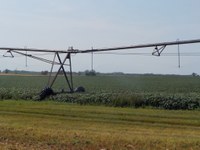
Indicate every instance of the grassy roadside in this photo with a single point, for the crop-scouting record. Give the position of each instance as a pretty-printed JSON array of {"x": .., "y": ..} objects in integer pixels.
[{"x": 51, "y": 125}]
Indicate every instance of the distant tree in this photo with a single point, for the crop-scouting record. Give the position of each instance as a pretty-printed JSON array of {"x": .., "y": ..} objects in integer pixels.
[
  {"x": 44, "y": 72},
  {"x": 194, "y": 74},
  {"x": 6, "y": 71}
]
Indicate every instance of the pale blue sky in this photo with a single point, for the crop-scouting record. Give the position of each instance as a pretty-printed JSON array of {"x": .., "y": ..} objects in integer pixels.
[{"x": 102, "y": 23}]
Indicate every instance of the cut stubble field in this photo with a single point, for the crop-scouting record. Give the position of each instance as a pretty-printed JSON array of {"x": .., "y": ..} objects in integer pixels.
[{"x": 55, "y": 125}]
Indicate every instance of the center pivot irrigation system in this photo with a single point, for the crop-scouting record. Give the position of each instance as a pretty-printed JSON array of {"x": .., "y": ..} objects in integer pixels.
[{"x": 158, "y": 49}]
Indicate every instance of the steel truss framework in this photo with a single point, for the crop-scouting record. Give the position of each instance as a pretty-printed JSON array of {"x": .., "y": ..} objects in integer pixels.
[{"x": 158, "y": 49}]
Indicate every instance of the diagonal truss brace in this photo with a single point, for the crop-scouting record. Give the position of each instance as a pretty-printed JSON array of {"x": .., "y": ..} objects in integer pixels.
[
  {"x": 158, "y": 50},
  {"x": 62, "y": 63}
]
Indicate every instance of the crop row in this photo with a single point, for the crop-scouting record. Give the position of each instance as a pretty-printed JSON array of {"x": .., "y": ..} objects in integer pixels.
[{"x": 123, "y": 99}]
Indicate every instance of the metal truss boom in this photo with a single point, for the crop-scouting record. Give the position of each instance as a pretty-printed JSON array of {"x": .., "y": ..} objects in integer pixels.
[{"x": 75, "y": 51}]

*Given task:* Turn the data above into a numbered list with no blank lines, covering every line of it. Leave the pictures out.

*Solution for this problem:*
1. Indicate every instance of the grassy roadside in this photo with a single point, for the crop-scouting record. Give the position of each instance as a pretty-printed JSON array of {"x": .., "y": ..} objects in integer pixels.
2. [{"x": 51, "y": 125}]
3. Indicate every instance of the distant tree in this photo with a single point, for the crop-scouting record. Give the position of each instance as a pretty-printed JSON array of {"x": .., "y": ..} objects in integer pixels.
4. [
5.   {"x": 44, "y": 72},
6.   {"x": 194, "y": 74},
7.   {"x": 6, "y": 71}
8. ]
9. Indicate every instance of the pale blue sky in this photo with a single point, for the crop-scouting record. Give the position of each instance as a pretty-printed JSON array of {"x": .., "y": ..} objects in integer pixels.
10. [{"x": 102, "y": 23}]
11. Indicate every instance of the cut stubble field in this photo with a single point, for the crop-scouting record. Give the position of each instance as a pretty-printed JSON array of {"x": .., "y": ..} objects in integer pixels.
12. [{"x": 55, "y": 125}]
13. Indicate every instance of the center pivot irrigation system in this photo with a single point, for the crop-scouting record. Give the position of each instance as a pretty-printed JSON array of {"x": .., "y": ..} objects in integer pixels.
14. [{"x": 158, "y": 49}]
15. Indicate every instance of the steel truss framework in this photo with a single point, for the crop-scouting record. Give the position of each instance as a pretty-printed JSON array of {"x": .., "y": ..} objects in integer pixels.
16. [{"x": 158, "y": 49}]
17. Indicate every instance of the diagonal truss brace in this photo with a single point, for the crop-scouting record. Give the position of each instance as a pretty-printed JSON array of {"x": .., "y": ..} objects in integer pixels.
18. [
19.   {"x": 158, "y": 50},
20.   {"x": 62, "y": 63}
21. ]
22. Indicate every instance of the crop row in this photo with a single point, for the crop-scouting record. Give the position of each instance as a pretty-printed JSON array of {"x": .., "y": ..} objects in integer pixels.
23. [{"x": 123, "y": 99}]
24. Indicate every instance of the metal truss boom in this photo with a single point, for the crop-scouting record. Give the position of each instance as a pretty-printed JSON array of {"x": .., "y": ..} objects in integer pixels.
25. [{"x": 75, "y": 51}]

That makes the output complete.